This is the first time the public has been able to hear what officers were saying to each other during and after the high-speed pursuit. The audio also includes Santa Fe Police Officer Robert Duran describing what he saw as he chased Jeannine Jaramillo:
"Female in a white Malibu… We’re currently traveling in the opposite lanes of St. Mike’s… swerving in and out of traffic… ran red light… headed off to I-25, wrong direction… speeds at 87… light traffic. Speeds still at 90…"
One woman called 911 after she witnessed the I-25 crash that killed Duran and retired Las Vegas firefighter Frank Lovato.
"It’s on I-25, coming from El Dorado. It was a head-on. There were three, maybe four cars involved."
KOB 4 also received the 911 call that sparked the chase – a man relayed what Jaramillo had just told him, claiming a man was holding her against her will.
"She asked me to call the police. Somebody’s in her car, won’t get out. She says he has a knife held on her."
An arrest warrant filed Monday also includes new details on how the deadly crash happened. According to the warrant, Lovato and Duran’s vehicles collided. Lovato was in his pickup truck going north n the left lane, and avoided a head-on crash with Jaramillo – but then his truck hit Duran’s vehicle head-on.
KOB 4 also learned that Duran was the secondary pursuit vehicle. There was an officer in front of him and behind him.

* [WHAT IS NEEDED]
Can you pick up the news report on the fatal I-25 pursuit crash after its last sentence and keep it going?

Data items
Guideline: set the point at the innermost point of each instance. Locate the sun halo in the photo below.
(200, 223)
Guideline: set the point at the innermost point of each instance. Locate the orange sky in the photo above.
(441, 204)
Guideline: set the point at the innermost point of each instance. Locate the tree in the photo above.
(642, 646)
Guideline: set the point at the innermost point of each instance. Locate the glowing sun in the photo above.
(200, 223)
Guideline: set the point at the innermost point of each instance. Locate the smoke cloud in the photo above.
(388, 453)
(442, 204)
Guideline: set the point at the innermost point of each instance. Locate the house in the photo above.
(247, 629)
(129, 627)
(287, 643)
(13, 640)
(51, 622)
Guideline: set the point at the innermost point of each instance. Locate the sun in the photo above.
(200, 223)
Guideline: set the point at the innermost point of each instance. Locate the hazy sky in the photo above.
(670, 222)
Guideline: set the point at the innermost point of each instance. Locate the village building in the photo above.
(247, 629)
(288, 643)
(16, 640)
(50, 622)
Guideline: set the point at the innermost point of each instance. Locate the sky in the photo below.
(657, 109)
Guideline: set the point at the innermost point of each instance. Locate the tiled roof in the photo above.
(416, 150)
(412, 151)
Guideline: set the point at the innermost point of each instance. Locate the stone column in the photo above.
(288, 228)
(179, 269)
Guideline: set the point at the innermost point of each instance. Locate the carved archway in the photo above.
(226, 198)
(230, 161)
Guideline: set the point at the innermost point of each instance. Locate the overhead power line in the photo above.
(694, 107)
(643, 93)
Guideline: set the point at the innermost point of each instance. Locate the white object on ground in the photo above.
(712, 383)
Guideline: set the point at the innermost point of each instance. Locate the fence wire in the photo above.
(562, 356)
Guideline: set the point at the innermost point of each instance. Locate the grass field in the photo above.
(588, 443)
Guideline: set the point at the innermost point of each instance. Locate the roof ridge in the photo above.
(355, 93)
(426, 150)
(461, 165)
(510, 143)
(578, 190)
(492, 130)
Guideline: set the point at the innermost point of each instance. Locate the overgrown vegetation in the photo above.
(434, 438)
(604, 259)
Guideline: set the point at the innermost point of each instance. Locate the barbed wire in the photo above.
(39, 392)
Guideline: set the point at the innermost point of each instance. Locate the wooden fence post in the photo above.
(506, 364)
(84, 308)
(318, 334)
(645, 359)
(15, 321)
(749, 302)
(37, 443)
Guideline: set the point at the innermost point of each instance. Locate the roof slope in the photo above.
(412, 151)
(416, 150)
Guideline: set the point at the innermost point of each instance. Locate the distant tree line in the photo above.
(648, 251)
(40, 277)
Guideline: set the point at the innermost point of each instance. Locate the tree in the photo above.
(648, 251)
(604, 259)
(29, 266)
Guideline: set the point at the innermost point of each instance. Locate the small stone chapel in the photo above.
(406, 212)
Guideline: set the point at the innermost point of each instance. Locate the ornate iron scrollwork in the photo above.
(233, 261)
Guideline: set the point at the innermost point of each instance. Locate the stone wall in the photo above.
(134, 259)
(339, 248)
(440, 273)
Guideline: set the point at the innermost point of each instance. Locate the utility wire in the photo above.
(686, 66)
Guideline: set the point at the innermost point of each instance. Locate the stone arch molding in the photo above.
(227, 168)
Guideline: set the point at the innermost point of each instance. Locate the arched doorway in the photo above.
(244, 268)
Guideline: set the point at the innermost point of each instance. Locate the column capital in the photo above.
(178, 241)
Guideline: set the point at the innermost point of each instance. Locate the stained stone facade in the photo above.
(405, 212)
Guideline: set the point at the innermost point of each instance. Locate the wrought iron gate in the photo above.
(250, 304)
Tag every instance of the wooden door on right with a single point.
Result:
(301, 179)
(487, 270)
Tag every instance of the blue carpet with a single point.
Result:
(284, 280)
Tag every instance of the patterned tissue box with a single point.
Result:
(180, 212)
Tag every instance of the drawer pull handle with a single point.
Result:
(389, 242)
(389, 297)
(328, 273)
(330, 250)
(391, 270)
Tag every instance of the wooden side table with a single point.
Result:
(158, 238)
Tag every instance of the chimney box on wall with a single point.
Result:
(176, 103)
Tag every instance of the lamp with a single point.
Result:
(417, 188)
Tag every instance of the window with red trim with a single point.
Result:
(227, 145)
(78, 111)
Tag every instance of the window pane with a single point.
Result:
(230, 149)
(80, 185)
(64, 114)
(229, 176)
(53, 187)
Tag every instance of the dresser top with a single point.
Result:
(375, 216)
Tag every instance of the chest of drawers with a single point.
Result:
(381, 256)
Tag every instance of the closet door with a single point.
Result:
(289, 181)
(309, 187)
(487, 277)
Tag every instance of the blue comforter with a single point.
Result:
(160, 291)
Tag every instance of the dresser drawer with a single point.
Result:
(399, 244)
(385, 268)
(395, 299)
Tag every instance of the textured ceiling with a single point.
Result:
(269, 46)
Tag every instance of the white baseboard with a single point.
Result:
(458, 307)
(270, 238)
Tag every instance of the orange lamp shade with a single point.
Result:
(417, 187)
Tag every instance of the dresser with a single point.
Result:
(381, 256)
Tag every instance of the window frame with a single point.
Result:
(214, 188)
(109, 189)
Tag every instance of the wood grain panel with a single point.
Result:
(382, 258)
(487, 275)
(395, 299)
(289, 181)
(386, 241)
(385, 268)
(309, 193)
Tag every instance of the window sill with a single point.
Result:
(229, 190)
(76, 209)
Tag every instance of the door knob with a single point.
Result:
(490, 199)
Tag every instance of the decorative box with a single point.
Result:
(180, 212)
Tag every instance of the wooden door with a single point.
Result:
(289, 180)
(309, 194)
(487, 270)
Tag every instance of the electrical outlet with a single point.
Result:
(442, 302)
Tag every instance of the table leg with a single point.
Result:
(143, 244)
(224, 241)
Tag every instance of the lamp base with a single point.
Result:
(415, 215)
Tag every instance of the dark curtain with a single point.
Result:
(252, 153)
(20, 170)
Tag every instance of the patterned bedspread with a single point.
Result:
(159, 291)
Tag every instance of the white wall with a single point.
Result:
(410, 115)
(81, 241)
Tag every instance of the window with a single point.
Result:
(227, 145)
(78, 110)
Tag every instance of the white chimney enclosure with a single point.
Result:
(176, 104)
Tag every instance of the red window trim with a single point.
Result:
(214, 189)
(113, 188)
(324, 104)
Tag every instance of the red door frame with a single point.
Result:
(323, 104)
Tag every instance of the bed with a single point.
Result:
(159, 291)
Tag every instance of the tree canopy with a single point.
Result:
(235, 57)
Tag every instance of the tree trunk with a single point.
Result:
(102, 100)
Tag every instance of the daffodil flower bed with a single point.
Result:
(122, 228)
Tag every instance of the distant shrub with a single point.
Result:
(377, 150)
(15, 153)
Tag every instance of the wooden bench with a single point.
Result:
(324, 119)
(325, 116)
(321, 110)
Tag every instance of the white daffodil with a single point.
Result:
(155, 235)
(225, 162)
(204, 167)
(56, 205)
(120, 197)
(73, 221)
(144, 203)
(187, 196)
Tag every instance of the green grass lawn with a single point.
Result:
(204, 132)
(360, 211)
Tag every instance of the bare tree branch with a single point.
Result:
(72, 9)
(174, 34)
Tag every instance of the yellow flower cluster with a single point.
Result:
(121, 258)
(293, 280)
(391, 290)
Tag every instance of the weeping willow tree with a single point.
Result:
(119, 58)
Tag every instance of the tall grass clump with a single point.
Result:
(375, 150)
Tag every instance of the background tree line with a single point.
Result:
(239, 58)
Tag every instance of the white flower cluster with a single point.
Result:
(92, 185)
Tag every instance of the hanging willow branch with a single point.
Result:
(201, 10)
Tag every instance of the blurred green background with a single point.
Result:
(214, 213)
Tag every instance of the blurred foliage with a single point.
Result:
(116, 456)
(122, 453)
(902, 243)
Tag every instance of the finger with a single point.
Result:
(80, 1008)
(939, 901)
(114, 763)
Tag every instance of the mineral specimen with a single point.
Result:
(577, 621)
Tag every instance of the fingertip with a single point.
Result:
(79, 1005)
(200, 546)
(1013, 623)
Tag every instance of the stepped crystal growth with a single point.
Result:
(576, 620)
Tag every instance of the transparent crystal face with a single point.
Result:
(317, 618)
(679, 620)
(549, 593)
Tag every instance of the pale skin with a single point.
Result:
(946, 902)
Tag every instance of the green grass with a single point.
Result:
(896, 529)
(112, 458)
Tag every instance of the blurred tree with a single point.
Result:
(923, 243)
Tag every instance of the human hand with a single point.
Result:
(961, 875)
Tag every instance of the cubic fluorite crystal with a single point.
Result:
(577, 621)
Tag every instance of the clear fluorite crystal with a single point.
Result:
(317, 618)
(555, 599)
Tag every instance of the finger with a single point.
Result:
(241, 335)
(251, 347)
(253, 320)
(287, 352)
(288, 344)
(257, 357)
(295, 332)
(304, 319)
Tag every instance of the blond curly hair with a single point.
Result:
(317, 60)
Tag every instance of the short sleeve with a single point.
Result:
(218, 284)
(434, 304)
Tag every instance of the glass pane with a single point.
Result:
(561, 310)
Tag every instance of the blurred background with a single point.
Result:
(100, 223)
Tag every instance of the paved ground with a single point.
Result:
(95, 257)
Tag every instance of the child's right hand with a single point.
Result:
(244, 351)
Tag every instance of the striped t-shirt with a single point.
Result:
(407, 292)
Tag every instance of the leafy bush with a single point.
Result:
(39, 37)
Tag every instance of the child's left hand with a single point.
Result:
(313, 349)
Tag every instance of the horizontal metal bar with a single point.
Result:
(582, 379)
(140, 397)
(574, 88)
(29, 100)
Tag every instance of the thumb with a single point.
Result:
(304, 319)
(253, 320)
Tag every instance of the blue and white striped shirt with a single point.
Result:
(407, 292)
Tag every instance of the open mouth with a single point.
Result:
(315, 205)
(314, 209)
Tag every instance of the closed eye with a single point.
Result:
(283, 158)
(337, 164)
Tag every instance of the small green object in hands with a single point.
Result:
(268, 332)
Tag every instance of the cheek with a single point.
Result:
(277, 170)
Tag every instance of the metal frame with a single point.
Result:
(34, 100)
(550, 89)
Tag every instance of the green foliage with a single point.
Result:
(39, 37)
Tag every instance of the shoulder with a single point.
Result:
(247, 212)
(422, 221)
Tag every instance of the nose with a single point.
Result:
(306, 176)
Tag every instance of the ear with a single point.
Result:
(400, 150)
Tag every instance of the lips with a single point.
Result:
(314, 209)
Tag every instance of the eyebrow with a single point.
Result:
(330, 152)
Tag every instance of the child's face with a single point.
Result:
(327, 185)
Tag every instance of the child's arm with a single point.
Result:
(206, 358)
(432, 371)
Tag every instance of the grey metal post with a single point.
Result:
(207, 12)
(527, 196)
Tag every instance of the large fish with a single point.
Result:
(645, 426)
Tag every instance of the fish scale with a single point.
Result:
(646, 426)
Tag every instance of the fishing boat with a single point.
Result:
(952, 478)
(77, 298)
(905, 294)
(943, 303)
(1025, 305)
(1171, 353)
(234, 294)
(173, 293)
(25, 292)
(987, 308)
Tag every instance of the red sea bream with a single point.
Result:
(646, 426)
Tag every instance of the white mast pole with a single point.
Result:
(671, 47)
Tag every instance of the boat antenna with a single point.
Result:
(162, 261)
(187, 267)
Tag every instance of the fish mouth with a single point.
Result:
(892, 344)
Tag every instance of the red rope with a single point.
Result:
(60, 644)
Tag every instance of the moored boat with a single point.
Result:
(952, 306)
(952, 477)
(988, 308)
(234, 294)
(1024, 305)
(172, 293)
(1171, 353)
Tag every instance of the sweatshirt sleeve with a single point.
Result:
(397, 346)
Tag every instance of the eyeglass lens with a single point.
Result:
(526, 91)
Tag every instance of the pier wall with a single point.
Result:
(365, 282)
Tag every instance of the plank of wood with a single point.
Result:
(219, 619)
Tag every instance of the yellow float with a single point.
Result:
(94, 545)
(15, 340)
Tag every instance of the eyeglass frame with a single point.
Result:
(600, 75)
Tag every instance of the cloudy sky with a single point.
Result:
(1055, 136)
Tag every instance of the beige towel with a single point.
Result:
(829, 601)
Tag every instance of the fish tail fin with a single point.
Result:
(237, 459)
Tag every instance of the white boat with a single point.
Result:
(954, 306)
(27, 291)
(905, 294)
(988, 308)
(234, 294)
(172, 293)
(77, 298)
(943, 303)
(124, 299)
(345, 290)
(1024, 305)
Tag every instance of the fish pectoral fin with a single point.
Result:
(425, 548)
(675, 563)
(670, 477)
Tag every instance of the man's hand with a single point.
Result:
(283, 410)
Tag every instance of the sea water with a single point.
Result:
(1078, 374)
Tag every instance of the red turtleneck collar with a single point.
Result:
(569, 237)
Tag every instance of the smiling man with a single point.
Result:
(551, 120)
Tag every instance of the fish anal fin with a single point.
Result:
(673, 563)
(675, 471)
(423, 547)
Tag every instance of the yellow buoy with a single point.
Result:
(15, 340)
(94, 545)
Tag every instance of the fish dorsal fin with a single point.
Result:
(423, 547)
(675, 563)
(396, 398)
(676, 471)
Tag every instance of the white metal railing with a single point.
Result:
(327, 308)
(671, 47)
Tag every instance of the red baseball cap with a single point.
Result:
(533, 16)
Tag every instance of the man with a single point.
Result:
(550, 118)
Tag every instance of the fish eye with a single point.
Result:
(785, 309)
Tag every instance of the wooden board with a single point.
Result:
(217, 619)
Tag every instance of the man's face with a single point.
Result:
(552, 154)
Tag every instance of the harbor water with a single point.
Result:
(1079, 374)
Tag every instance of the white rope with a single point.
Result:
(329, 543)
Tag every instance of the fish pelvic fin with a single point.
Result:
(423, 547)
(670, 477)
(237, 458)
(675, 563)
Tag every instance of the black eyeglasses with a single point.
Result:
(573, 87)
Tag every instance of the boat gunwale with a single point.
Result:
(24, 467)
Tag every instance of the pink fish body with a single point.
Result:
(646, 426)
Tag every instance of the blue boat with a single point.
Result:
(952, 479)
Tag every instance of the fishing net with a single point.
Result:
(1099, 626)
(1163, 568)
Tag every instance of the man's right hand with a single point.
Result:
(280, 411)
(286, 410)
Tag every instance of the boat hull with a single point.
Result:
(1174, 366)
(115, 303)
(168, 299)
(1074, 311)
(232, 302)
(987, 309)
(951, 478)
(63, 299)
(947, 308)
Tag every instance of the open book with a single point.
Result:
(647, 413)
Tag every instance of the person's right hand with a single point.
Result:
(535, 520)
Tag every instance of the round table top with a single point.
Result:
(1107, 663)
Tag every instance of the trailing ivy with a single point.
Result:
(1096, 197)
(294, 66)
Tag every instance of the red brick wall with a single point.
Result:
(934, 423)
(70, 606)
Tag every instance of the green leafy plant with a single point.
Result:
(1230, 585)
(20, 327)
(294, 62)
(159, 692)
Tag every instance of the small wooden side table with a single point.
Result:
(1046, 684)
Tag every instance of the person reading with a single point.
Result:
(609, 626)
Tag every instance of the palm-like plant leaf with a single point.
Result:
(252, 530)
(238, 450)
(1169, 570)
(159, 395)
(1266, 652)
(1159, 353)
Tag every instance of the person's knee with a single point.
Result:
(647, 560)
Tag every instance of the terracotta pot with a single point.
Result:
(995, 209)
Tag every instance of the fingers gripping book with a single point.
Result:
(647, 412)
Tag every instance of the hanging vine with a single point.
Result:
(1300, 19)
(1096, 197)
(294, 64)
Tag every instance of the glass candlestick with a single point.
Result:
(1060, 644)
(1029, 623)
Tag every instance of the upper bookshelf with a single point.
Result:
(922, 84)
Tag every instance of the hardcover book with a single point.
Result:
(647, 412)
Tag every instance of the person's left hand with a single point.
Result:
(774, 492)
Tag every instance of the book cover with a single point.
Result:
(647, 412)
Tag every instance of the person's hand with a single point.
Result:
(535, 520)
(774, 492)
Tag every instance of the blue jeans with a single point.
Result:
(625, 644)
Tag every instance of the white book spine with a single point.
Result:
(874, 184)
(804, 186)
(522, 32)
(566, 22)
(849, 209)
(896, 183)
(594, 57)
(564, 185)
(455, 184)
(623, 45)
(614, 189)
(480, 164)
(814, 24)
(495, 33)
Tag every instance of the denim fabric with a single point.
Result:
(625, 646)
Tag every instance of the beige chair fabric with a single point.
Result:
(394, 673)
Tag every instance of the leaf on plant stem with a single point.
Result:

* [EXPECTED ANSWER]
An officer reported, "Numerous uninvolved motorists had to quickly maneuver their vehicles to avoid a head-on collision with the fleeing subject vehicle."
In the warrant, it’s revealed that Jaramillo also told investigators about the man she lied about. She said he poured gasoline on her before the chase and she was afraid he was going to set her on fire.
It sounded like investigators weren’t buying her story from the beginning. One officer notes that Jaramillo didn’t smell like gasoline and did not have a visible injury to support her story that she was struck so hard she lost consciousness.
Investigators have more evidence than just their observations that prove she acted alone. The car’s data shows no one was in the passenger seat at the time of the crash and a weight sensor shows that only the driver’s side airbag was deployed. Her DNA was on the airbag.
Hernandez was expected to have a pretrial detention hearing Monday for the pursuit in Luna County last year, but it was postponed.